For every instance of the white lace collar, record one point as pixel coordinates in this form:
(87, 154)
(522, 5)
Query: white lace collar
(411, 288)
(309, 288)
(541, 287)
——————
Reproduce every line of the items above, requests included, multiplying each pixel coordinate in the answers by 1.4 and rounding to the nearest whole number, with halves rounded up. Leave the numbers in the requests and their format samples unchanged.

* Result for this task:
For every instance of the white lace collar, record one point as pixel coordinates in this form:
(87, 154)
(522, 5)
Query: white lace collar
(575, 403)
(433, 403)
(757, 402)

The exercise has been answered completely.